Seite:

+ + +

Sprache kann Tatbestände verhüllen – dann, wenn Schlagworte ohne Erklärung bleiben. Sie kann auch etwas über die Urheber aussagen – etwa über Reporter und politische Analysten – dann nämlich, wenn diese gedankenlos immer wieder dieselben Floskeln benutzen.
Auch Besatzung ist Gewalt
„Radikalislamische Hamas“ – „Militante Palästinenser“ – diese Worthülsen sind uns im letzten Krieg zwischen Israel und der Hamas nur so um die Ohren geflogen. Sie suggerieren, dass nur von einer Seite Gewalt ausgeübt wurde – nämlich von irgendwie stets „militanten“ Palästinensern. Weitgehend unerwähnt blieb eine andere Gewalt – nämlich die seit 1967 andauernde israelische Herrschaft über die Palästinenser im Westjordanland, in Gaza und in Ost-Jerusalem.
Denn Besatzung ist Gewalt – Gewalt über Menschen, über ihr tägliches Leben, über die Zukunft der jungen Generation. Wer etwa im Westjordanland lebt, kann nie sicher sein, wann und wo er an einem der zahlreichen israelischen Kontrollposten aufgehalten und kontrolliert wird. Dass solche Gewalt Gegengewalt erzeugt, sollte eigentlich niemanden mehr wundern.
Der Feind meines Feindes
Zur Geschichte und damit zur Erklärung: Als die Hamas (die Abkürzung bedeutet „Islamische Widerstandsbewegung“) im Jahr 1987 zu Beginn der ersten palästinensischen Intifada gegründet wurde, sah Israel in dieser neuen Gruppe eine Chance: nämlich einen palästinensischen Feind – die „Palästinensische Befreiungsorganisation“ (PLO) unter Jassir Arafat – gegen den neuen Feind – die Hamas – auszuspielen und somit den palästinensischen Widerstand zu schwächen.

+ + +

Hinweise zur Bearbeitung:
1. In welchem Jahr wurde die Hamas laut dem Artikel über die Sprache der Nahostberichterstattung gegründet?
2. Schreiben Sie einen Abschnitt aus dem Artikel wortgetreu ab: Beginnen Sie bei den Worten „Auch Besatzung ist“ und enden Sie nach „niemanden mehr wundern.“.
3. Setzen Sie den Artikel über die Sprache der Nahostberichterstattung im Anschluss an seinen letzten Satz fort.
Die Einträge spielen hierfür keine Rolle.

+ + +

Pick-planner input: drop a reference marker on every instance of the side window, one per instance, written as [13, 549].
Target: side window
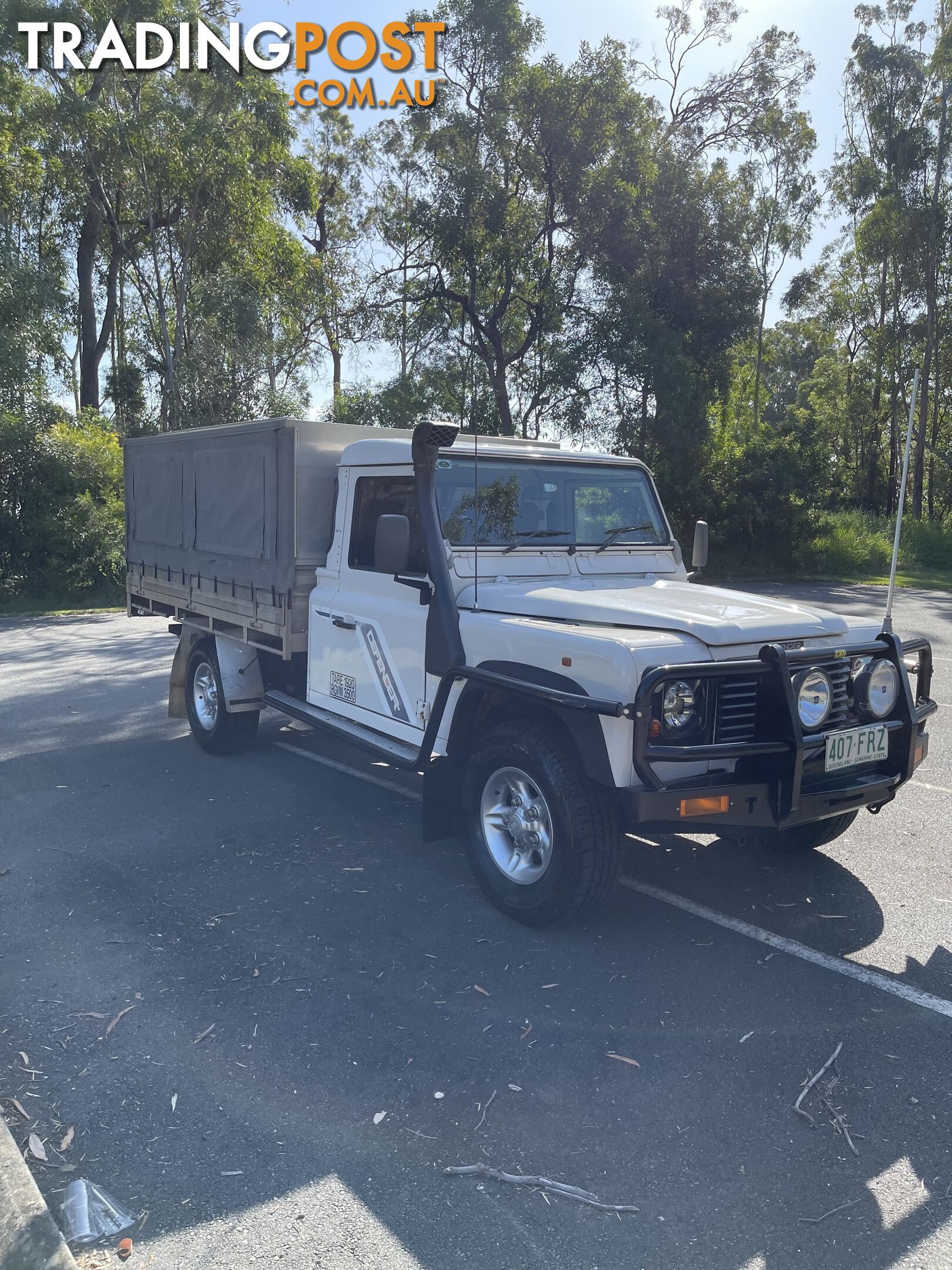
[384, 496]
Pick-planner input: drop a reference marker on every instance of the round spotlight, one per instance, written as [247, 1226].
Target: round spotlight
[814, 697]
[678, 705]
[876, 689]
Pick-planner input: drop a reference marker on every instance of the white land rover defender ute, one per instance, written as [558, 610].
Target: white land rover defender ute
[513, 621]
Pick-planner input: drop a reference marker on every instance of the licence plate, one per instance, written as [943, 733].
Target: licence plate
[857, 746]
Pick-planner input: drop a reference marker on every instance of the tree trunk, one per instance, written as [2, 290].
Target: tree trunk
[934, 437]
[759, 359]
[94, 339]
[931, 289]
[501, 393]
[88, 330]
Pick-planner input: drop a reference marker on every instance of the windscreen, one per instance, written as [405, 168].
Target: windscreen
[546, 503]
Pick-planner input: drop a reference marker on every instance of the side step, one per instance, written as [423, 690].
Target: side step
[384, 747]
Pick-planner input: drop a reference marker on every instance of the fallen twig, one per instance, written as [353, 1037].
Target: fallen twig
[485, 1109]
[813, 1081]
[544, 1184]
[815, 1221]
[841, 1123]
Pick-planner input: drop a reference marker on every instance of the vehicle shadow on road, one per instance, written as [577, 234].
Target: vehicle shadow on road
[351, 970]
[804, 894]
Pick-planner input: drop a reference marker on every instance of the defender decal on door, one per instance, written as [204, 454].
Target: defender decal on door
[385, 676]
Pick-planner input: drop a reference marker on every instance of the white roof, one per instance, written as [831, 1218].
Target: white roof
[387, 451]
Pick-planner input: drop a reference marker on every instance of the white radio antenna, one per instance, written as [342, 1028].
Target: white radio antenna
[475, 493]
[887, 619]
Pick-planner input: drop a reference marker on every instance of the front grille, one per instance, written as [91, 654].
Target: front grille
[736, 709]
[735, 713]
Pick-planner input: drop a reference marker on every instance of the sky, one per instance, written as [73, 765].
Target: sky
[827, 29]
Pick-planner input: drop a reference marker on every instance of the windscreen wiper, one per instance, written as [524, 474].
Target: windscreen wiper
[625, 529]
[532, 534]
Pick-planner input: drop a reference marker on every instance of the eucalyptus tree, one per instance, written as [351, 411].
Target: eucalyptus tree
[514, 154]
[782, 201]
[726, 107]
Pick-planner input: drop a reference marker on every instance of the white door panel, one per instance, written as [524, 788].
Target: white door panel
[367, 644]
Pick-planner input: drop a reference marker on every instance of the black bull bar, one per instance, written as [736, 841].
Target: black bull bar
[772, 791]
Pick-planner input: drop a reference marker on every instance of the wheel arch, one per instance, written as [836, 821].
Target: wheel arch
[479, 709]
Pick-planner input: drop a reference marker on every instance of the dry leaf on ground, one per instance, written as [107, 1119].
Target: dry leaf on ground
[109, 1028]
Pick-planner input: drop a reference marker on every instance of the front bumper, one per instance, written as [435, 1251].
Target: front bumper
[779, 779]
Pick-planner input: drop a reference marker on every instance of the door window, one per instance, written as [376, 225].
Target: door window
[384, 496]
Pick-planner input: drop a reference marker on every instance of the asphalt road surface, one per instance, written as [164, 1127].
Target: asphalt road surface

+ + +

Ergebnisse je Aufgabe:
1. Im Jahr 1987, zu Beginn der ersten palästinensischen Intifada.

2.
Auch Besatzung ist Gewalt
„Radikalislamische Hamas“ – „Militante Palästinenser“ – diese Worthülsen sind uns im letzten Krieg zwischen Israel und der Hamas nur so um die Ohren geflogen. Sie suggerieren, dass nur von einer Seite Gewalt ausgeübt wurde – nämlich von irgendwie stets „militanten“ Palästinensern. Weitgehend unerwähnt blieb eine andere Gewalt – nämlich die seit 1967 andauernde israelische Herrschaft über die Palästinenser im Westjordanland, in Gaza und in Ost-Jerusalem.
Denn Besatzung ist Gewalt – Gewalt über Menschen, über ihr tägliches Leben, über die Zukunft der jungen Generation. Wer etwa im Westjordanland lebt, kann nie sicher sein, wann und wo er an einem der zahlreichen israelischen Kontrollposten aufgehalten und kontrolliert wird. Dass solche Gewalt Gegengewalt erzeugt, sollte eigentlich niemanden mehr wundern.

3.
Der britische Journalist Mehdi Hassan (er arbeitete u. a. für die BBC und für Al Jazeera) sagte kürzlich in einem Interview mit dem amerikanischen Internetportal „The Intercept“ (u. a. gegründet von Glenn Greenwald), besonders rechtsgerichtete Israelis hätten durch die Unterstützung der neuen Hamas die PLO Arafats schwächen wollen. „Israelische Führer dachten, sie könnten die besetzten Palästinenser teilen und (somit) beherrschen, sie gegeneinander ausspielen, säkulare Nationalisten gegen religiöse Islamisten.“ (Der Autor dieser Zeilen hat die palästinensischen Gebiete mehrfach bereist und kann die Aussage Mehdi Hassans bestätigen.)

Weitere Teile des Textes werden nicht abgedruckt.